RECORDS FOR THE TASK:
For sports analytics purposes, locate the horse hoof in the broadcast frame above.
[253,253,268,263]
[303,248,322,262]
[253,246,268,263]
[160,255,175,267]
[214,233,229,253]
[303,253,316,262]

WHAT YOU WILL DO:
Arrange every line of the items above into a Markdown table with two columns, Number for the row number and Entry for the line, leaving out any blank lines.

EXPECTED ANSWER:
| Number | Entry |
|---|---|
| 1 | For sports analytics purposes, locate the horse hoof in the broadcast frame above. |
| 2 | [253,253,268,263] |
| 3 | [303,248,322,262] |
| 4 | [253,246,268,263] |
| 5 | [160,255,175,267] |
| 6 | [214,233,229,253] |
| 7 | [303,253,316,262] |